*Task to complete:* Please copy out the entries below exactly, beginning with the line that contains "Point out the dense" and ending with the line that contains "Point out the water", and include nothing outside that span.

*Data records:*
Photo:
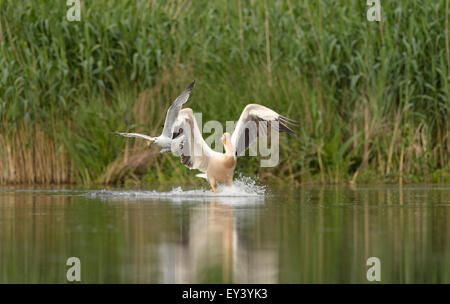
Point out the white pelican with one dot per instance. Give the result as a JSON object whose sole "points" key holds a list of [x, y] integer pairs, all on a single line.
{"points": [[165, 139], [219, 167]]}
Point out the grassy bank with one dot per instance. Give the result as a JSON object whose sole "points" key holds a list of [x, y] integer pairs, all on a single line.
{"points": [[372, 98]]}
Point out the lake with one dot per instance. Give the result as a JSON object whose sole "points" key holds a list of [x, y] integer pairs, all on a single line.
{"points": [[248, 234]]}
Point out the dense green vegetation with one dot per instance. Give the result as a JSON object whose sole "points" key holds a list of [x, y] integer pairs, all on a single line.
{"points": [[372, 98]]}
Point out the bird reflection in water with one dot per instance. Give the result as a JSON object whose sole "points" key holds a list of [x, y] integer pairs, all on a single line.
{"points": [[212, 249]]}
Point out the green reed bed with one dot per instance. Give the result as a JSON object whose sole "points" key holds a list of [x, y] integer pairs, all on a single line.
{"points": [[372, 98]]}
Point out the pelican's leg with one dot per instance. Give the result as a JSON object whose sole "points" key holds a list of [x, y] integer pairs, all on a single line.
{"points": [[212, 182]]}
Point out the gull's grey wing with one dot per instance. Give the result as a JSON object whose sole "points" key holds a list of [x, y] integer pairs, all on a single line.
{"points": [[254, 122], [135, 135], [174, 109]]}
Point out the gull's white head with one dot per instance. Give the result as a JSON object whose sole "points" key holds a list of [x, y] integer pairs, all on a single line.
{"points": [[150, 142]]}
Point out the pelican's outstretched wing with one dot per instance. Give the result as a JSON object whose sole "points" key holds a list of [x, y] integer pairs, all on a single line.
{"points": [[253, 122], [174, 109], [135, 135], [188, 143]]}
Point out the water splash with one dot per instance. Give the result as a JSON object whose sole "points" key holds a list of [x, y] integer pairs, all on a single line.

...

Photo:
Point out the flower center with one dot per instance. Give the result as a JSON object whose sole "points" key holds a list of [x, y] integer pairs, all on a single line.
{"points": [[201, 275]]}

==

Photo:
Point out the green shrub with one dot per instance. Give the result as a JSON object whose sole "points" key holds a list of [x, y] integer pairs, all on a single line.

*Task solution:*
Point out the dense green vegetation with one dot per instance. Give the result as a JSON object whose sole "points" key holds a list of [x, y] integer pairs, all on a single line.
{"points": [[372, 98]]}
Point out the bird reflection in water with one dot per instance. Give the result as a JSON object whose sole "points" key holds a list of [x, y] integer pairs, all on a single line.
{"points": [[212, 249]]}
Point out the green reed bed with one dot per instance. Give the result as a JSON object whose sole "points" key holds a list of [x, y] integer pairs, all on a single line.
{"points": [[372, 98]]}
Point out the pelican's leg with one dot per instance. Give the result as a JSON object whose sole "points" key holds a list of [x, y] integer pairs, all on a single line.
{"points": [[212, 182]]}
Point out the gull's grey wing with one dot per instance. Give the result as a JSON object whose sole "points" key holds a list of [x, y] integer pairs, all on a single line.
{"points": [[254, 122], [135, 135], [174, 109]]}
Point out the gull's white head with one dot per instance. Give the result as a JSON object whose sole "points" key holds a list of [x, y] integer pairs, all on a single line.
{"points": [[150, 142]]}
Point out the pelican's outstretched wing with one dot per instance. Give the result as a JSON object whose sole "points" key holds a list of [x, y] integer pairs, all on a single line.
{"points": [[253, 122], [174, 109], [135, 135], [188, 143]]}
Point out the water splash with one dot per instance. Give the result as a JSON object whose sole "points" key holds a list of [x, y] integer pairs, all on a single line.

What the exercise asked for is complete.